## INPUT DATA
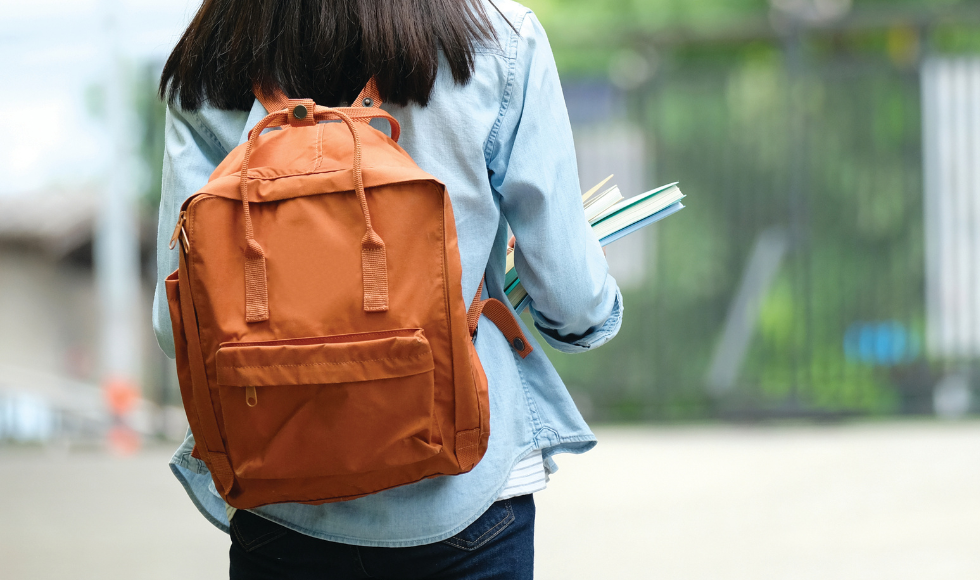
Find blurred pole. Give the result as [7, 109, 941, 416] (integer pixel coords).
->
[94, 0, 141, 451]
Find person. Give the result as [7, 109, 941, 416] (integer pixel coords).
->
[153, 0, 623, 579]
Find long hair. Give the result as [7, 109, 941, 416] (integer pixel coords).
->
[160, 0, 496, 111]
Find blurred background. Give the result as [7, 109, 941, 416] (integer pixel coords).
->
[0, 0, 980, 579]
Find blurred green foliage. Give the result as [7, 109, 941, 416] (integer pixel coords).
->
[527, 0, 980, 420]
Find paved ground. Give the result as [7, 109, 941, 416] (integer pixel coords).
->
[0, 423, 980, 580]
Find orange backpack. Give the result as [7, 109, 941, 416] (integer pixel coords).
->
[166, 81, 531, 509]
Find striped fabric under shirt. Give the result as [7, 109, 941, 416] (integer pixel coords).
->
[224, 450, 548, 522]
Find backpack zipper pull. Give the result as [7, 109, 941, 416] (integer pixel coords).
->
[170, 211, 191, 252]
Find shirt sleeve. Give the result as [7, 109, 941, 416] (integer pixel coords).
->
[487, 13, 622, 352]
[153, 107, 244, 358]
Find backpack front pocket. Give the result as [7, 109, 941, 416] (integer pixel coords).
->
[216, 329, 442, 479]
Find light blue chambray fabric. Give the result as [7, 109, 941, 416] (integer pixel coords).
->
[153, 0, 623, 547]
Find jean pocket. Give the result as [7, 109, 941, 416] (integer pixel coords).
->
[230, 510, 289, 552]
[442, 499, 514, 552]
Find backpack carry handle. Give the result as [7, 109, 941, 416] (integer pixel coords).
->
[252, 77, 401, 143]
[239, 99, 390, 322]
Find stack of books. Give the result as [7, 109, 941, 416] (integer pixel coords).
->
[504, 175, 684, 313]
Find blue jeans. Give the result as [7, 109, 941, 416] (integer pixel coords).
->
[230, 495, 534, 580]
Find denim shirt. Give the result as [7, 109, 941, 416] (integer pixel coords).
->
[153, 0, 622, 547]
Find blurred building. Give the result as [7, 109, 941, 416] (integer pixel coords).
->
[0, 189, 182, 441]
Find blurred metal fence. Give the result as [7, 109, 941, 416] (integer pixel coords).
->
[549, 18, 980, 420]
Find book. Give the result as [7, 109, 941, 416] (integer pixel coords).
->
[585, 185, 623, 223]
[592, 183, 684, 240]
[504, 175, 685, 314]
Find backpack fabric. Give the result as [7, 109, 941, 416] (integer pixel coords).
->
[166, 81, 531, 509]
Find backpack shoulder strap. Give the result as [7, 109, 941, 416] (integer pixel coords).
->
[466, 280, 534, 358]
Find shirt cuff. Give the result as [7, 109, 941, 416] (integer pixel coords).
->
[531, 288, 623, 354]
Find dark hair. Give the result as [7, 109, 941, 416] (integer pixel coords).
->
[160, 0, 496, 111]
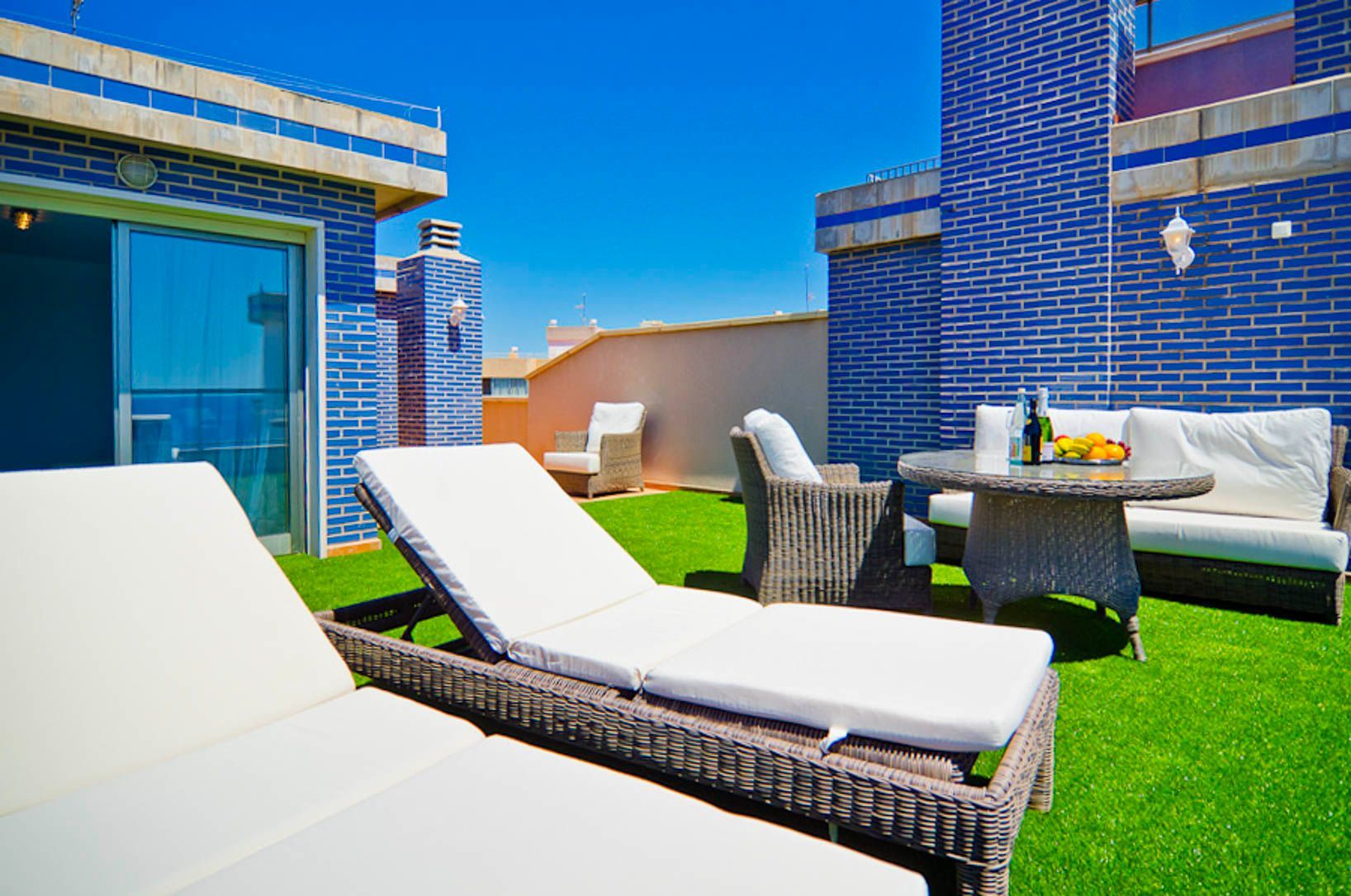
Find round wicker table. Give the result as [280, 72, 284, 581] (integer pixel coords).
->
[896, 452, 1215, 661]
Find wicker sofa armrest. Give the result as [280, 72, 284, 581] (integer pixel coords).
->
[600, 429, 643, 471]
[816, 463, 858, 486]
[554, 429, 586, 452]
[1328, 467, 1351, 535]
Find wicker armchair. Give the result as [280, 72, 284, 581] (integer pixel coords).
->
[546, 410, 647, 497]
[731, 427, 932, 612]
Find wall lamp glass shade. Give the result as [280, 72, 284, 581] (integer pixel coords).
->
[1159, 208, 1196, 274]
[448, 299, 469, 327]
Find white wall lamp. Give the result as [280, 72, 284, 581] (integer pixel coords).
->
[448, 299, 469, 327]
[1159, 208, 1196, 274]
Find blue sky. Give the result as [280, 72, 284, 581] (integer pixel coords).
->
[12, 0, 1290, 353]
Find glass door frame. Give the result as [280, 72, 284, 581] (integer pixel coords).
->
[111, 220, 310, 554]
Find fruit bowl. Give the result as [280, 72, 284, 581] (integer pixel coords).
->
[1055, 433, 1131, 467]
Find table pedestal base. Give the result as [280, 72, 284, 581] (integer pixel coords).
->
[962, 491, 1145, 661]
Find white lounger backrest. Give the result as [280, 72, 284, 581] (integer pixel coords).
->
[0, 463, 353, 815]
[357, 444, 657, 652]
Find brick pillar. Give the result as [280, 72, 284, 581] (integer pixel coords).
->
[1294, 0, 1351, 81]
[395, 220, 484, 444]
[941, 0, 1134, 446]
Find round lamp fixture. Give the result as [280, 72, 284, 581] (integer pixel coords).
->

## THE PROBLEM
Starting at the line that contains "Find blue sky." and ending at the end of the data, rewrite those lines with "fruit bowl" changed to "ceramic bowl" and everything else left as it is.

## EXERCISE OUTPUT
Find blue sky. Give the result as [280, 72, 284, 581] (integer pixel coords).
->
[12, 0, 1290, 353]
Find glass door frame. Give the result as [280, 72, 284, 581] (integer pixel coords).
->
[111, 220, 310, 554]
Find ceramic bowl. Give the result as [280, 72, 284, 581] (integer pixel coords).
->
[1055, 433, 1131, 467]
Find table pedestal base. Give the result as [280, 72, 284, 581] (integer pixel coords).
->
[962, 491, 1145, 661]
Find white lounger backrest. Give the result as [280, 72, 284, 581] (integer pixel coords).
->
[0, 463, 353, 815]
[357, 444, 657, 652]
Find brick pillar. Give the result as [280, 72, 284, 581] (integer pixel coords).
->
[1294, 0, 1351, 81]
[395, 220, 484, 444]
[941, 0, 1134, 446]
Find round lamp fixture. Give the result as [280, 72, 284, 581] (integer pixel coords).
->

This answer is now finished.